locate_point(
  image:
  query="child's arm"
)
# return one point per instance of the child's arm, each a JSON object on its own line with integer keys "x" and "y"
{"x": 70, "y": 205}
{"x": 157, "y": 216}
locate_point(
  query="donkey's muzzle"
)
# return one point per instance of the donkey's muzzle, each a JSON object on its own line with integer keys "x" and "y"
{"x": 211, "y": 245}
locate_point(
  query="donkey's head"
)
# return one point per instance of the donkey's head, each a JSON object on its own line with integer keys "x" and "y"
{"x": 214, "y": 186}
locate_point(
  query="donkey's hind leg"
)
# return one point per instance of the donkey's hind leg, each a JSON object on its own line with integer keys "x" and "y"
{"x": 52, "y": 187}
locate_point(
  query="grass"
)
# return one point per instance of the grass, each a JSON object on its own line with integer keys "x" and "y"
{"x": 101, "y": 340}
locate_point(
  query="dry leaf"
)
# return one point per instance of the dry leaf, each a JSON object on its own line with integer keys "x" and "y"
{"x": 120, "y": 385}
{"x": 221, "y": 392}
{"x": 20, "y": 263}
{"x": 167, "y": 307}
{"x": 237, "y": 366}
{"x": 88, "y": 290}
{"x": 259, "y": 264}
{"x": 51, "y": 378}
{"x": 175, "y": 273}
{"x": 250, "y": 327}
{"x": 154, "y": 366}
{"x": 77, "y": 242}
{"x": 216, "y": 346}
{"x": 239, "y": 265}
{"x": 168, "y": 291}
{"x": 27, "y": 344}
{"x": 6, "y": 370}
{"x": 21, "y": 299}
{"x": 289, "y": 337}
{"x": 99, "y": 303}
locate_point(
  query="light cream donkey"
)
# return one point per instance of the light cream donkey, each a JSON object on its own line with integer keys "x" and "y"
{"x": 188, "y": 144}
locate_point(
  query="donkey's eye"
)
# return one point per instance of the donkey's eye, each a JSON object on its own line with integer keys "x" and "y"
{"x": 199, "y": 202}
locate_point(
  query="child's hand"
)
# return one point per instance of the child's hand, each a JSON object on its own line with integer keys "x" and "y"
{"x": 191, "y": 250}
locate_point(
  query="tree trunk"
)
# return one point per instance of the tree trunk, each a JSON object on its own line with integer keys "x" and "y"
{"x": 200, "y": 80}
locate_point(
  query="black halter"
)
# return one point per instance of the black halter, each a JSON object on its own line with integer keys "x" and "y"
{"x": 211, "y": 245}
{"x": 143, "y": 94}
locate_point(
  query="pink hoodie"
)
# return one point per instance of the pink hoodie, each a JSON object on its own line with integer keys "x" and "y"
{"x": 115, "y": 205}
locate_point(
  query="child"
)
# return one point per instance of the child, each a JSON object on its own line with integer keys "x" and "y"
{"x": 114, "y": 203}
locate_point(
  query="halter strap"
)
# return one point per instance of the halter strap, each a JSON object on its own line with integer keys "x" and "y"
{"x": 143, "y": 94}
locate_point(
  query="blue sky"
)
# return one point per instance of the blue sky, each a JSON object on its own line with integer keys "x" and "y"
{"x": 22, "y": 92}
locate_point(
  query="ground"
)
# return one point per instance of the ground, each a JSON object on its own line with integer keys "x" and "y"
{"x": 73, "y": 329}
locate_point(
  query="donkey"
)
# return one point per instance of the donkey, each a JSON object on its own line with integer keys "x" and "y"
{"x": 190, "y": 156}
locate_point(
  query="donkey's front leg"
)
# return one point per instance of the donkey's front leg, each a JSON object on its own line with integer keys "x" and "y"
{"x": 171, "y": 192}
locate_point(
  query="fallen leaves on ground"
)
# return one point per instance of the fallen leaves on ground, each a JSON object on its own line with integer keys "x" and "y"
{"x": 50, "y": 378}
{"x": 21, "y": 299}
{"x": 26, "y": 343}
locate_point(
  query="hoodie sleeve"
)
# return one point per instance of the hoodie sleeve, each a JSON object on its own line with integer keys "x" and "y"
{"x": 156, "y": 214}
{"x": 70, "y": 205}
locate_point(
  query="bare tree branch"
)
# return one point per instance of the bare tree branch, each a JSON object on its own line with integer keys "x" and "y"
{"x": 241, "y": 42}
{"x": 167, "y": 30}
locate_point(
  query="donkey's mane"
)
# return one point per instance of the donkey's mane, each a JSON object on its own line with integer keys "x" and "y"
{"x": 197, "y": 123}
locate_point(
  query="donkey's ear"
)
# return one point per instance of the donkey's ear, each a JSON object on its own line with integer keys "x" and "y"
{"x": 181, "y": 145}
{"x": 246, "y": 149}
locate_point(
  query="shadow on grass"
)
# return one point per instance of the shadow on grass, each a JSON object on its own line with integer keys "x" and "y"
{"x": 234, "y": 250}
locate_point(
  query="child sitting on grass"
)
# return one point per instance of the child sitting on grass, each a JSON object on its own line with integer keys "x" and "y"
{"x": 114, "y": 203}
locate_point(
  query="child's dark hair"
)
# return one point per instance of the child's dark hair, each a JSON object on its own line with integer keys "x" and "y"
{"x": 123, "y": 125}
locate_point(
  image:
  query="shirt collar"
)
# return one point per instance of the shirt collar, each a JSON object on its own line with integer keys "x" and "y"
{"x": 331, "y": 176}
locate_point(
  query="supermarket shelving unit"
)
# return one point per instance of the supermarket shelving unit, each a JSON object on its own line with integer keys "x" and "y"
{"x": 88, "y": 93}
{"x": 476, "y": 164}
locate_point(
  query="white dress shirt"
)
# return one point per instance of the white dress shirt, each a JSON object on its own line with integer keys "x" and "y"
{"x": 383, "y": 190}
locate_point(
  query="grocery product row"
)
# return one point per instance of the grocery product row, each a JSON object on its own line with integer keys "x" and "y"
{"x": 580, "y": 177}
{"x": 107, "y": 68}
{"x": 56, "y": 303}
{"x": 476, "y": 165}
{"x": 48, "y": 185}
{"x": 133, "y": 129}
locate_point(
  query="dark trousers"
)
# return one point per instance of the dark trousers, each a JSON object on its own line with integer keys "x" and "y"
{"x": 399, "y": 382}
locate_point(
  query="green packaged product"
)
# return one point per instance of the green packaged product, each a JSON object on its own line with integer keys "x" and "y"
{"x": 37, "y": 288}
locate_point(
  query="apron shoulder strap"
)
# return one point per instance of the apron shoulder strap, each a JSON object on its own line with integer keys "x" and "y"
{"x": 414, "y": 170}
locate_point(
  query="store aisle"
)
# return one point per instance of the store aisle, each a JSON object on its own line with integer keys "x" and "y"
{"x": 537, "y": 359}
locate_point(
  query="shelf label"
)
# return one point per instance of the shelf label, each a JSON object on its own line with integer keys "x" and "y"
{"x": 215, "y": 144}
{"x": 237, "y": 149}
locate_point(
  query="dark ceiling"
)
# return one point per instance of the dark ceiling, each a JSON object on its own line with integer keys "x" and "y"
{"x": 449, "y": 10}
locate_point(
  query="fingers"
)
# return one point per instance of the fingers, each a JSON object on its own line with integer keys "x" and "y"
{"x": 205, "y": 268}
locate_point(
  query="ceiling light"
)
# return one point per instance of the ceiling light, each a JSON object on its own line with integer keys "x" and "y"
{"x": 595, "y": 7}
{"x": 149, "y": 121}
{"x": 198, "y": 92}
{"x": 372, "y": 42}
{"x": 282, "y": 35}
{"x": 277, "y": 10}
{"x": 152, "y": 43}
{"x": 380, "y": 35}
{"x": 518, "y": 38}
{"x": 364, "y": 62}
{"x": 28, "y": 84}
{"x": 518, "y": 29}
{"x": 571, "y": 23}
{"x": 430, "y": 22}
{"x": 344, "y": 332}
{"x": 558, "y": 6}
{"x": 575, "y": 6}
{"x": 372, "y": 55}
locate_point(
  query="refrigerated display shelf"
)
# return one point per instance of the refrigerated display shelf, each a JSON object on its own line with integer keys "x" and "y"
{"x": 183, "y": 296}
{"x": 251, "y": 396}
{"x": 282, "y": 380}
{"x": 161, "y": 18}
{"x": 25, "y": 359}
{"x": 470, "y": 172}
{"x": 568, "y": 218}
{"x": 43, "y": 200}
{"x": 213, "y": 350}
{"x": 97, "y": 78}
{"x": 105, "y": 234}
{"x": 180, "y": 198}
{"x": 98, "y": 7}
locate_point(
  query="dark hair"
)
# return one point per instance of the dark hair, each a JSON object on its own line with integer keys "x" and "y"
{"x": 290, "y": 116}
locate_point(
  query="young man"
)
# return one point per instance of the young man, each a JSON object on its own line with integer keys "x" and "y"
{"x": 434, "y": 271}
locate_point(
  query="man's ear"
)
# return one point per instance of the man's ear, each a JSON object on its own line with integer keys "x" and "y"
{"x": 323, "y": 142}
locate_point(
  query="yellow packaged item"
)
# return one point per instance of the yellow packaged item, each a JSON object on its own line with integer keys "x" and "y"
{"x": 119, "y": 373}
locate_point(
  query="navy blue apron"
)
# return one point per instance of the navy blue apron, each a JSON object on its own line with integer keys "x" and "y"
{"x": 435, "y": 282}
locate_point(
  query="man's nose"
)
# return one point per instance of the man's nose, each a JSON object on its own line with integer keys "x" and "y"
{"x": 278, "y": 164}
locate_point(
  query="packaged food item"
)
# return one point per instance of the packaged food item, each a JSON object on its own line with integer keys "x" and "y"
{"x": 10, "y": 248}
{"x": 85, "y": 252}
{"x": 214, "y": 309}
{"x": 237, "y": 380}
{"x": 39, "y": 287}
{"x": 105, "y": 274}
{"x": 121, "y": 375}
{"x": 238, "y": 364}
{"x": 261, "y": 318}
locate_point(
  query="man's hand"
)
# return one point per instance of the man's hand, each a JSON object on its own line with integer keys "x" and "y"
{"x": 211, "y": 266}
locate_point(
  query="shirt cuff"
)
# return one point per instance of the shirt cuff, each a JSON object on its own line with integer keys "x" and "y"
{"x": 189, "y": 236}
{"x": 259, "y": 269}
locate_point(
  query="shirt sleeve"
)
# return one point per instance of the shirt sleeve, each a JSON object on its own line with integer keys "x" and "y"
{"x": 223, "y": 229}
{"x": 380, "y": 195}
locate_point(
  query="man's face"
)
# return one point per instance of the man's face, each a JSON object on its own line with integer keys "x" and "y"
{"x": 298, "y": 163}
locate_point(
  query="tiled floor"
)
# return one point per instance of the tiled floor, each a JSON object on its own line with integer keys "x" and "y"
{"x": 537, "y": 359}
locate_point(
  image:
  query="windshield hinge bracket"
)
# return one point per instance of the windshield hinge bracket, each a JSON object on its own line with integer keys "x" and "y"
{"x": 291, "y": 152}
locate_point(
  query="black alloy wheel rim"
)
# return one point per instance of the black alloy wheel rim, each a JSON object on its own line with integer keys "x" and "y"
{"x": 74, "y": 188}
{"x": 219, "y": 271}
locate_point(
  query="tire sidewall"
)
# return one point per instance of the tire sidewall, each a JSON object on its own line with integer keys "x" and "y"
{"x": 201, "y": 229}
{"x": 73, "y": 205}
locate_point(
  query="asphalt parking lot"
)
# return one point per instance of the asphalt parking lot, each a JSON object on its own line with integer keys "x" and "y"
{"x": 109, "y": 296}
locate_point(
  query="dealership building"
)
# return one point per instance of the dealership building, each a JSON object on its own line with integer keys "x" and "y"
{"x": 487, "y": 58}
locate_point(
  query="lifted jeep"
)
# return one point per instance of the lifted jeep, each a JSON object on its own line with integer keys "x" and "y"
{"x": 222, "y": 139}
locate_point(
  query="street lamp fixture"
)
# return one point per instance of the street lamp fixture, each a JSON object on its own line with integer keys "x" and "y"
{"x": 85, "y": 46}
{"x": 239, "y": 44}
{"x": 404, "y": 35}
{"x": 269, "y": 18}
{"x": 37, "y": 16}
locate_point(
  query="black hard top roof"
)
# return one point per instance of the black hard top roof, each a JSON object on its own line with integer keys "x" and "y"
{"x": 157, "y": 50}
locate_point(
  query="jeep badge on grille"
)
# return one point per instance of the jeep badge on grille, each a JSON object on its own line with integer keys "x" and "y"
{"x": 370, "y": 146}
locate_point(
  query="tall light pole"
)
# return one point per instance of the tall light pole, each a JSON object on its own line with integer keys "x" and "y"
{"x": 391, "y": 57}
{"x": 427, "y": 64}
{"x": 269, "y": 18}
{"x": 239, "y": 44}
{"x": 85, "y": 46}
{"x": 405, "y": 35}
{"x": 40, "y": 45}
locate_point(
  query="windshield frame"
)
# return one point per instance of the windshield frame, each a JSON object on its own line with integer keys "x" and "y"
________
**Task to complete:** Each line of the listing above that contains the word "frame" is to be copied.

**Result of this exercise:**
  query="windshield frame"
# return one point per instance of the windshield frame, each a JSON object on its own line with integer keys "x" and "y"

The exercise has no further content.